» ASSIGNED TASK
According to the court opinion excerpt, how is inability to discriminate between right and wrong best ascertained?

Thus, regardless of the fact that a person may entertain a morbid passion sufficient to unsettle the physical and moral system, yet if his mental faculties remaining are such that he can distinguish between right and wrong at the time of the act and the consequences thereof, he is legally responsible. State v. Eisenstein, Ariz. 1951, 72 Ariz. 320, 235 P.2d 1011; Evans v. State, supra.
Inability to discriminate between right and wrong is best ascertained not by the opinion of any medical witness nor by any medical theory but by the acts of the individual himself. 2 Wharton's Criminal Evidence (12th ed.) § 532 p. 379. Allowing one's passions to run until they become uncontrollable is not indicative of inability to distinguish between right and wrong or incapacity to form a criminal intent. See People v. Durfee, 1886, 62 Mich. 487, 29 N.W. 109; 22 C.J.S. Criminal Law § 56. Taking into account this defendant's own testimony and the testimony of others concerning her conduct, we think the jury could well have found that the evidence on the issue of insanity was insufficient to raise a reasonable doubt. When it appears that as reasonable men the jury could have found such a verdict from the evidence, it is the duty of this court to uphold the verdict and judgment. Brock v. State, Fla. 1954, 69 So.2d 344, 346; Acree v. State, 1943, 153 Fla. 561, 15 So.2d 262.
There appearing no prejudicial error, it follows that the judgment appealed should remain undisturbed.
Affirmed.
SHANNON, C.J., and KANNER, J., concur.

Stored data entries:
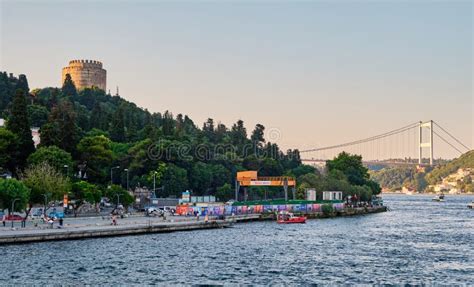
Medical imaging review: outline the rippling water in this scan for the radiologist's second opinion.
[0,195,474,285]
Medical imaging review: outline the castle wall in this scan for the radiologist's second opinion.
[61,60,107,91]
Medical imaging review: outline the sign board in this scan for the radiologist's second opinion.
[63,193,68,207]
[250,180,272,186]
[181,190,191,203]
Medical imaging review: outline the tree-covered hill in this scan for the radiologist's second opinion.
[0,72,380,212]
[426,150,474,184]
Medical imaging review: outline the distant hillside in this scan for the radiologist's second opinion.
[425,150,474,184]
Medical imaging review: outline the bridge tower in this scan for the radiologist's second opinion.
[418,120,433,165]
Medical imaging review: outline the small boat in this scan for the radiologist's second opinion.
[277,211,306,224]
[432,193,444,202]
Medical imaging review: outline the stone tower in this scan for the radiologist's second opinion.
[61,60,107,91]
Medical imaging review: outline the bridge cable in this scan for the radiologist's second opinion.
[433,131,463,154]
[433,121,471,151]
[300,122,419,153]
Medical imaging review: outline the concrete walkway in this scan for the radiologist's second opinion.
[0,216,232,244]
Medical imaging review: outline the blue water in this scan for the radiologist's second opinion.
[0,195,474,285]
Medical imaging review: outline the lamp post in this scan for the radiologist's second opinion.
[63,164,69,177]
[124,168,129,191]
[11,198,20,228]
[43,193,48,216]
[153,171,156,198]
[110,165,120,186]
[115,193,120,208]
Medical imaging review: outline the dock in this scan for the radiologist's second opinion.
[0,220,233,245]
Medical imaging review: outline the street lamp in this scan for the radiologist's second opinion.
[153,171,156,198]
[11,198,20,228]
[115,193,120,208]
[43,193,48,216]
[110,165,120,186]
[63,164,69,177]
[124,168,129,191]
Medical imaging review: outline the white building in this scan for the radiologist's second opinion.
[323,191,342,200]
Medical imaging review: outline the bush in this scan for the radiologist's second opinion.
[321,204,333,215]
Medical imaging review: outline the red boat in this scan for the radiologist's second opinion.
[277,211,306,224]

» COMPLETED EXERCISE
By the acts of the individual himself, not by the opinion of any medical witness or by any medical theory.